*** RECORDS SHOWN Section Begins ***
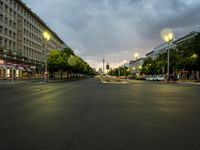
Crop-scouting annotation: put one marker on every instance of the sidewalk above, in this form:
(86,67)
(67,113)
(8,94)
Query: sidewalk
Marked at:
*** RECORDS SHOWN Section Ends ***
■ **YOUR TASK**: Across the entries above, how many lines include the word "sidewalk"? Give only the number.

■ **EXPECTED ANSWER**: 2